=== Assigned task ===
Restate every line below word for word, but drop each picture.

=== Excerpted data ===
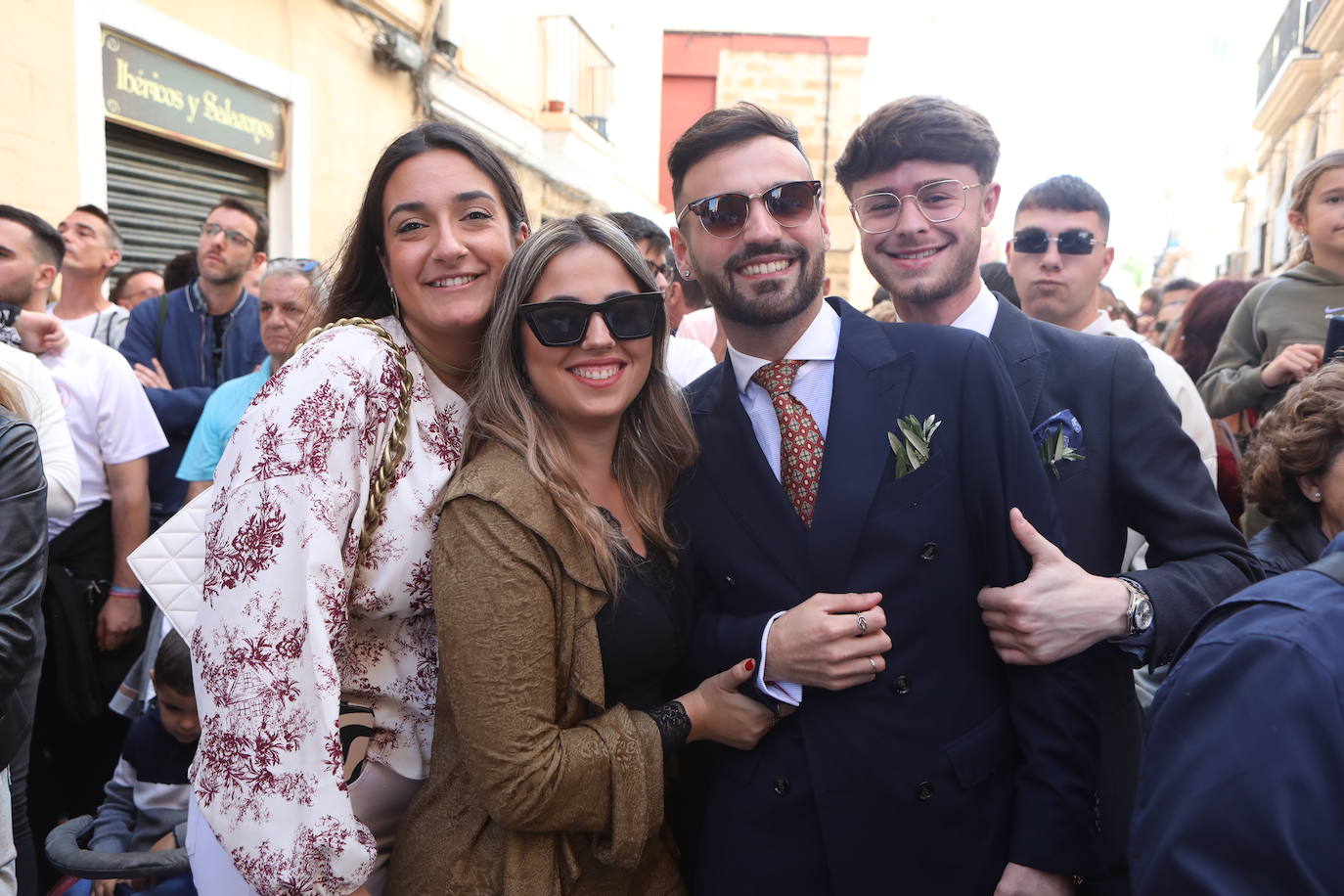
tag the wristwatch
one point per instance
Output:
(1140, 612)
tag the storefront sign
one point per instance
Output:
(148, 89)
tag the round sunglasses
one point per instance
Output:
(725, 215)
(564, 323)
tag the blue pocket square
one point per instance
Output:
(1066, 425)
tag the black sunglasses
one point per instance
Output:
(725, 215)
(1034, 241)
(564, 323)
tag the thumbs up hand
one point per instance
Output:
(1056, 611)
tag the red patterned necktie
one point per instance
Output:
(800, 439)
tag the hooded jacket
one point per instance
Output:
(1275, 315)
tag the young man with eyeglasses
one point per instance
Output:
(193, 338)
(1103, 426)
(850, 501)
(291, 291)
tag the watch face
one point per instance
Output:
(1142, 614)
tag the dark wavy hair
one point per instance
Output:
(1301, 435)
(1204, 320)
(931, 128)
(360, 288)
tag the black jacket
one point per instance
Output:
(23, 567)
(1140, 471)
(1282, 547)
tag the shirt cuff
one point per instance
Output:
(1138, 645)
(783, 691)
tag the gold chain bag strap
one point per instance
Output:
(356, 719)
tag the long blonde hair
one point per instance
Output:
(1303, 186)
(10, 396)
(654, 442)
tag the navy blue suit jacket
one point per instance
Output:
(1242, 777)
(1139, 470)
(951, 763)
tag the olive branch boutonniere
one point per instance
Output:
(912, 446)
(1058, 441)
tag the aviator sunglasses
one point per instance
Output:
(725, 215)
(564, 323)
(1034, 241)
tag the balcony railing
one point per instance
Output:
(578, 74)
(1289, 35)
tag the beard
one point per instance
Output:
(18, 291)
(962, 266)
(770, 302)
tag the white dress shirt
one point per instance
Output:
(981, 313)
(812, 387)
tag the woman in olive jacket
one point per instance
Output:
(556, 596)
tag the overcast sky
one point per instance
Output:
(1150, 101)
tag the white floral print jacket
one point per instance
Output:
(283, 636)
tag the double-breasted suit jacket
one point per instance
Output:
(951, 763)
(1140, 471)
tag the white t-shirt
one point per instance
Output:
(42, 406)
(687, 359)
(107, 327)
(111, 418)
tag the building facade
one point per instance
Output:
(155, 108)
(813, 81)
(1298, 115)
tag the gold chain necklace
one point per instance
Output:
(463, 374)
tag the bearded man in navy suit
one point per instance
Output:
(851, 499)
(1102, 422)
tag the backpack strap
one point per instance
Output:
(162, 321)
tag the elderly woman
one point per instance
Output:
(1293, 469)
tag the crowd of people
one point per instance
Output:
(590, 558)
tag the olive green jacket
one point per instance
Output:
(534, 787)
(1273, 315)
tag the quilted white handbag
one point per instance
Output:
(171, 563)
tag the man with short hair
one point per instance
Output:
(290, 291)
(873, 468)
(686, 359)
(1059, 284)
(93, 247)
(189, 341)
(113, 430)
(919, 172)
(135, 287)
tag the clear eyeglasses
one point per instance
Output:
(938, 202)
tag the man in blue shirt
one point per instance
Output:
(290, 291)
(197, 337)
(1240, 784)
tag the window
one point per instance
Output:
(578, 74)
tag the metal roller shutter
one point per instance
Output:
(158, 193)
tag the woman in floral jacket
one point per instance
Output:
(291, 626)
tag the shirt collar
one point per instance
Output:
(819, 342)
(981, 313)
(1100, 326)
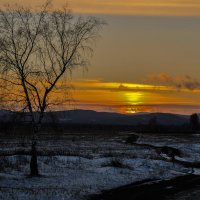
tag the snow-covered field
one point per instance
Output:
(76, 166)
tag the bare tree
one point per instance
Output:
(37, 50)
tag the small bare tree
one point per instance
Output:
(37, 50)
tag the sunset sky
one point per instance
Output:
(147, 60)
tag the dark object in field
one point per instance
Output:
(150, 189)
(132, 139)
(33, 164)
(169, 151)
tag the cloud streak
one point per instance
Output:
(179, 82)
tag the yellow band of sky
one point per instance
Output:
(125, 7)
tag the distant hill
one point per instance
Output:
(93, 117)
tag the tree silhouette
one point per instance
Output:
(194, 122)
(37, 50)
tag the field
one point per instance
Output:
(76, 166)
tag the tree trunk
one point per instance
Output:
(34, 164)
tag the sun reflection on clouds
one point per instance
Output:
(131, 98)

=== Written answer ===
tag the wristwatch
one point per instance
Output:
(1140, 612)
tag the storefront sign
one point per instance
Output:
(148, 89)
tag the round sunglasses
one point per instance
Output:
(725, 215)
(564, 323)
tag the blue pocket square
one point per instance
Output:
(1066, 425)
tag the black sunglasses
one point per instance
Output:
(725, 215)
(1034, 241)
(564, 323)
tag the thumbs up hand
one point per instance
Output:
(1056, 611)
tag the red patterned necktie
one point per instance
Output:
(800, 439)
tag the hooded jacket
one point per instance
Output:
(1275, 315)
tag the young man with eyeglasses
one point per instance
Output:
(193, 338)
(1103, 426)
(850, 501)
(291, 291)
tag the watch face
one point per instance
Output:
(1142, 614)
tag the dark wavy hair
one point per instance
Output:
(1301, 435)
(1204, 320)
(931, 128)
(360, 288)
tag the black jacket
one point per instance
Output:
(23, 567)
(1140, 471)
(1282, 547)
tag the shirt cuff
one point per instance
Output:
(1138, 645)
(783, 691)
tag the gold chain bag strap
one point per instance
Output:
(356, 719)
tag the long blonde hair
one point per instance
Output:
(1303, 186)
(10, 396)
(654, 442)
tag the navy blue suit jacket
one point per instance
Output:
(1242, 777)
(1139, 470)
(951, 763)
tag the olive branch boutonniere
one point per instance
Output:
(912, 446)
(1058, 441)
tag the aviator sunglasses
one point per instance
Output:
(725, 215)
(564, 323)
(1034, 241)
tag the balcony railing
one point per instance
Output:
(578, 74)
(1289, 35)
tag the beard
one point per instance
Output:
(18, 291)
(962, 266)
(770, 302)
tag the white dress shirt
one point per instance
Output:
(981, 313)
(812, 387)
tag the woman in olive jacket
one point per instance
Output:
(556, 596)
tag the overcast sky
one point per instance
Output:
(1150, 101)
tag the white floral print jacket
one point per instance
Output:
(283, 636)
tag the double-breasted suit jacket
one point per instance
Output:
(951, 763)
(1140, 471)
tag the white t-shirt
one point per instance
Output:
(42, 406)
(687, 359)
(107, 327)
(111, 418)
tag the building facade
one point per instance
Output:
(155, 108)
(813, 81)
(1298, 115)
tag the gold chain necklace
one point per instance
Output:
(463, 374)
tag the bearded man in navy suit
one point per instance
Output:
(851, 499)
(1102, 422)
tag the backpack strap
one point per instance
Output:
(162, 321)
tag the elderly woman
one point per instance
Output:
(1293, 469)
tag the crowd of people
one point per instance
Output:
(590, 558)
tag the olive green jacket
one point per instance
Output:
(534, 787)
(1273, 315)
tag the quilted white handbag
one point per instance
Output:
(171, 563)
tag the man with short hair
one point per instance
Output:
(290, 291)
(873, 468)
(686, 359)
(1059, 284)
(93, 247)
(189, 341)
(113, 430)
(919, 172)
(135, 287)
tag the clear eyeglasses
one point per instance
Output:
(938, 202)
tag the man in blue shirt
one point per instance
Output:
(290, 291)
(197, 337)
(1240, 784)
tag the window
one point per instance
Output:
(578, 74)
tag the metal roller shutter
one point per instance
Output:
(158, 193)
tag the woman in floral jacket
one point per instance
Output:
(291, 626)
tag the shirt collar
one point per instance
Output:
(819, 342)
(981, 313)
(1100, 326)
tag the snow-covered field
one point per instance
Output:
(76, 166)
tag the bare tree
one point per instance
Output:
(37, 50)
tag the small bare tree
one point per instance
Output:
(37, 50)
tag the sunset sky
one point per instance
Output:
(147, 60)
tag the dark object in field
one point per instance
Output:
(150, 189)
(132, 139)
(33, 164)
(169, 151)
tag the cloud streak
one point per instance
Output:
(179, 82)
tag the yellow band of sky
one point per instance
Output:
(125, 7)
tag the distant hill
one point per instance
Output:
(93, 117)
tag the tree silhouette
one point per instance
Output:
(194, 122)
(37, 50)
tag the field
one point per instance
Output:
(76, 166)
tag the tree trunk
one point per instance
Output:
(34, 164)
tag the sun reflection on clouds
one point per instance
Output:
(131, 98)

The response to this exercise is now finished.